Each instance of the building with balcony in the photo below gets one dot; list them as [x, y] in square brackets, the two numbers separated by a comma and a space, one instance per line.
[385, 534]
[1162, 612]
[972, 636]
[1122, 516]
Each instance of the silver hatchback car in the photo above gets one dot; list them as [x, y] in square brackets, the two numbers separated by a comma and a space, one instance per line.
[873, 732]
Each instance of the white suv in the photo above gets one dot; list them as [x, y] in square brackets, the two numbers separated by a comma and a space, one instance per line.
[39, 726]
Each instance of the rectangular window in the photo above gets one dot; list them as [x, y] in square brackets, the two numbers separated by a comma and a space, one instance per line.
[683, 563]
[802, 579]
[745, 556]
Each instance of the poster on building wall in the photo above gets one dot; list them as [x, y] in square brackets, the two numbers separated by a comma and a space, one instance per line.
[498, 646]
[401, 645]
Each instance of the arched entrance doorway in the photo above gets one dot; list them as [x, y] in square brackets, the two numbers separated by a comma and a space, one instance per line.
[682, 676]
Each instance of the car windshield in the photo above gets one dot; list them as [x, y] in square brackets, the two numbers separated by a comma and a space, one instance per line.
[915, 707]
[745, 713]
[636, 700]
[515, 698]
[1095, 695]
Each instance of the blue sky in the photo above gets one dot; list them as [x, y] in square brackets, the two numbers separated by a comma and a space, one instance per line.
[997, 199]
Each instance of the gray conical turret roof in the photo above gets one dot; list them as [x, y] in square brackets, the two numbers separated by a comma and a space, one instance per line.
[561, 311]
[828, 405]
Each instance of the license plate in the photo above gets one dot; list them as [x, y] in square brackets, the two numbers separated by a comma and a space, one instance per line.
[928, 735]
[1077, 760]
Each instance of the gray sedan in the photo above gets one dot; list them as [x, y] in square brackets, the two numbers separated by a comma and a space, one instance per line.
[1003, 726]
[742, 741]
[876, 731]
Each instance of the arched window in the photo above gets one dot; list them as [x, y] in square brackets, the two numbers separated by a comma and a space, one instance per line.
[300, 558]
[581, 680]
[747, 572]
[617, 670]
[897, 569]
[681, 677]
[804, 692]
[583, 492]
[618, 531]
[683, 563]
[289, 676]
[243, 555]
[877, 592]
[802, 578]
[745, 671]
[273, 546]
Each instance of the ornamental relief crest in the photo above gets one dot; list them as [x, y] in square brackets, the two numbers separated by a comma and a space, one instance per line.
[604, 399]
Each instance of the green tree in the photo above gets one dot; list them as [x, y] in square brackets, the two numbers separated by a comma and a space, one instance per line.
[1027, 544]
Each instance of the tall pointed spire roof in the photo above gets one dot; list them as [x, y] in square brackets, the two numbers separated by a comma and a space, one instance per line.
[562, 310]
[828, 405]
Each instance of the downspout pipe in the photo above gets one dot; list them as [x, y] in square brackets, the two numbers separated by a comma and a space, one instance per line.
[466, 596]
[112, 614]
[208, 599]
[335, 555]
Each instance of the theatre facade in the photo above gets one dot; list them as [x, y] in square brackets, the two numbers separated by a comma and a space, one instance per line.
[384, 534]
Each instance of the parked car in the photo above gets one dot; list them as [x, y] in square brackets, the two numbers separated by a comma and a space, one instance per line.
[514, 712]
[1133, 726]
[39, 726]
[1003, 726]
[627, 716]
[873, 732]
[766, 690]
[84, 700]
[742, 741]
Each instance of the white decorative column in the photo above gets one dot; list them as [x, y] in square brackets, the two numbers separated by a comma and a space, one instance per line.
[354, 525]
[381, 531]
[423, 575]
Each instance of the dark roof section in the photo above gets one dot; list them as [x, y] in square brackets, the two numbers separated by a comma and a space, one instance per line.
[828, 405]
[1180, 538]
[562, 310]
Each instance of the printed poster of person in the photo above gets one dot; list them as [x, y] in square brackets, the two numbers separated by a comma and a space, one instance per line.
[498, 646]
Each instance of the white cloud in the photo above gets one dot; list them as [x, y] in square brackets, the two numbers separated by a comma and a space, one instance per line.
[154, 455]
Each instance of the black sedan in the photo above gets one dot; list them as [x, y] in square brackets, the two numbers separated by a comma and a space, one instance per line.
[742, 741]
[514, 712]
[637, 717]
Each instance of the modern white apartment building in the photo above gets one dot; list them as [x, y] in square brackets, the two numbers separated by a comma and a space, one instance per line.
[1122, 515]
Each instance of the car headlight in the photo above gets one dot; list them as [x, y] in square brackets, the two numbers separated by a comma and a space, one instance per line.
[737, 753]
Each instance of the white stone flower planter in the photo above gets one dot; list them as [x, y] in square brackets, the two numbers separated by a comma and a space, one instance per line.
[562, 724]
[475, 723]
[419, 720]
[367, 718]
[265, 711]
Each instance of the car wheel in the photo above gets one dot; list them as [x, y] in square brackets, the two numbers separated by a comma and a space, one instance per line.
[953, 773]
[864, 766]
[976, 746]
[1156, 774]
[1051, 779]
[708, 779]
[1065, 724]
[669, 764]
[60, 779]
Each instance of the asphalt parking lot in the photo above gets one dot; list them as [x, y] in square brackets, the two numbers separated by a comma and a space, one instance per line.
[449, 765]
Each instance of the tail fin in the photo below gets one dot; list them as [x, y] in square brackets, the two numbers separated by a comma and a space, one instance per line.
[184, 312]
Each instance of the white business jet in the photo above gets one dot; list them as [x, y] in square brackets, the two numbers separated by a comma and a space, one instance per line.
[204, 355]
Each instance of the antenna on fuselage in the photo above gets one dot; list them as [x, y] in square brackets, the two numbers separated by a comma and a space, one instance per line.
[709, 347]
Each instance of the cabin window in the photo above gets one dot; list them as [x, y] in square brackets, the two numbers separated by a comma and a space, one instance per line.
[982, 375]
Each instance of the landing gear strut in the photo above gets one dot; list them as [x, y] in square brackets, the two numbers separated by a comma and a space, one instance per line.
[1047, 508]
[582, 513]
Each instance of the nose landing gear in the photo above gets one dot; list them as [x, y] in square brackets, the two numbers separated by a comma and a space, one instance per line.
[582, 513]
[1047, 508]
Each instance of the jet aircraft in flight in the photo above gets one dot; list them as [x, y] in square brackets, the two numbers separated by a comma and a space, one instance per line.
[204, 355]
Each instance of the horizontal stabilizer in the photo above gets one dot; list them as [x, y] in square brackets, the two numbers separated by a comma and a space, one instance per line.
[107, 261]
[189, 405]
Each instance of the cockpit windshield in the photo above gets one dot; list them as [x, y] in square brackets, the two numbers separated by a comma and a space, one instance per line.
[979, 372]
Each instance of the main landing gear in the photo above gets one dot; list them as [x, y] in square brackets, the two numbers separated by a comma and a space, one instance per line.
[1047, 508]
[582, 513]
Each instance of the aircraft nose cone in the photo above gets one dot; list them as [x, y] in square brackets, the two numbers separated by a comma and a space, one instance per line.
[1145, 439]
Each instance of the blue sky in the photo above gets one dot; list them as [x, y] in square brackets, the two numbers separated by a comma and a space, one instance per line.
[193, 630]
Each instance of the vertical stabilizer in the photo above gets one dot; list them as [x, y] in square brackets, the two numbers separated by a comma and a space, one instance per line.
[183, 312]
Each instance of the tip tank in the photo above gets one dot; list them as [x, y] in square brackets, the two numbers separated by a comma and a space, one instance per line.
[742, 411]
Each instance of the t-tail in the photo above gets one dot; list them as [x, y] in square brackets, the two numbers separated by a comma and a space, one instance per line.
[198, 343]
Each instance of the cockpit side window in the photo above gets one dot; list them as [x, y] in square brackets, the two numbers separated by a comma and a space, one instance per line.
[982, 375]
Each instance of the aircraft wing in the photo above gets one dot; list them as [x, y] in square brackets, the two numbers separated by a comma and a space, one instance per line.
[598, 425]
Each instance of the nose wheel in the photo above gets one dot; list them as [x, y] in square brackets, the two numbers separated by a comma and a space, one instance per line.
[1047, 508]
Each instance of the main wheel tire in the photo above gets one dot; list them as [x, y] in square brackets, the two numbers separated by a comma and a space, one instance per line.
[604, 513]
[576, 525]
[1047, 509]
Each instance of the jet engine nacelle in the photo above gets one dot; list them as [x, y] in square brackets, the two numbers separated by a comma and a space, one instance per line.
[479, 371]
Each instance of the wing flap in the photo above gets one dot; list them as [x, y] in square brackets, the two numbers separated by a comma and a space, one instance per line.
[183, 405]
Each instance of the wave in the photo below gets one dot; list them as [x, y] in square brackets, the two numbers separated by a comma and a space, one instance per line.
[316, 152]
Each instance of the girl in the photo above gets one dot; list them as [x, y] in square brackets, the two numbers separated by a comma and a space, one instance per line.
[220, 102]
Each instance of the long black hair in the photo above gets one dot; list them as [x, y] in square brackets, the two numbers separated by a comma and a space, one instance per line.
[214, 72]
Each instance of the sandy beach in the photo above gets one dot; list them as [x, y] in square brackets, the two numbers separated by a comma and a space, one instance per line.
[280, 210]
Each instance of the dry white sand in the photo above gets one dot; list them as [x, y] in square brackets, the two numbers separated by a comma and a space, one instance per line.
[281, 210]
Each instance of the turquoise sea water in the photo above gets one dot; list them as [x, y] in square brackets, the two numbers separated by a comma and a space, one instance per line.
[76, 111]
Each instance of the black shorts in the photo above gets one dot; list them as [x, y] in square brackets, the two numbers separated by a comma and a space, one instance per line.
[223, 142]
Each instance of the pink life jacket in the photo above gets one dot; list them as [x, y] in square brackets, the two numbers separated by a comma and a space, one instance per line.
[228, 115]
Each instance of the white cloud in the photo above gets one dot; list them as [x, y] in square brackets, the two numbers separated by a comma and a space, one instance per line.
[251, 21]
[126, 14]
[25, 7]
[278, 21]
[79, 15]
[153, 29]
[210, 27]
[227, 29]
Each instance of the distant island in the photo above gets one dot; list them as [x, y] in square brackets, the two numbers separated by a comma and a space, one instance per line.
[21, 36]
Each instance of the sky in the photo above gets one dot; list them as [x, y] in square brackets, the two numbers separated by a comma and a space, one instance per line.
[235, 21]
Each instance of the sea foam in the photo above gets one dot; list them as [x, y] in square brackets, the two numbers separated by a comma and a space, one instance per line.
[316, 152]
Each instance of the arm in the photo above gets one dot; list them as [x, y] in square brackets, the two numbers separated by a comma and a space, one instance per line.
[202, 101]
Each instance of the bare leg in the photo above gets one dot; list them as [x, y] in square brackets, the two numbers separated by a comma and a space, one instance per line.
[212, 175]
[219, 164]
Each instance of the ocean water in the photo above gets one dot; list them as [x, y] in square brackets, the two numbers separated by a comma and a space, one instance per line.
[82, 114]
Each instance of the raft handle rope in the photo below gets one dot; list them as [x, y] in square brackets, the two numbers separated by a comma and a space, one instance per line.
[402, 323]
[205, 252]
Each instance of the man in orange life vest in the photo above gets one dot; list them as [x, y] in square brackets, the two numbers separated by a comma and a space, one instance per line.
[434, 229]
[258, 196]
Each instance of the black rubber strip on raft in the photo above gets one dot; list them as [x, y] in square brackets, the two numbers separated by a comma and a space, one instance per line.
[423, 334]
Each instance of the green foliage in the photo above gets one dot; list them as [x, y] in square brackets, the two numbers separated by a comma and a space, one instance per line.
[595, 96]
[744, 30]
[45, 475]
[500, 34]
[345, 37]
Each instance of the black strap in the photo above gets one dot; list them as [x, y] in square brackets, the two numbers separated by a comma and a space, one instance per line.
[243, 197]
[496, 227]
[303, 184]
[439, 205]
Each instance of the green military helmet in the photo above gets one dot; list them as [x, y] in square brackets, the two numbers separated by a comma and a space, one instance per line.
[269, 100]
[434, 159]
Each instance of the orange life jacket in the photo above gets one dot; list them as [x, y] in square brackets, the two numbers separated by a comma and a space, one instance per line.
━━━
Reproduce the items from the very beginning through the line holding "[1122, 516]", inclusive, with the requests left as they are. Move every coordinate in the answers up by 39.

Each instance of the building with balcony in the photo below gets one dot; list them as [x, y] in square brackets, the two numbers separated by a comma and a space, one instance per line.
[424, 573]
[1201, 651]
[1011, 675]
[1161, 555]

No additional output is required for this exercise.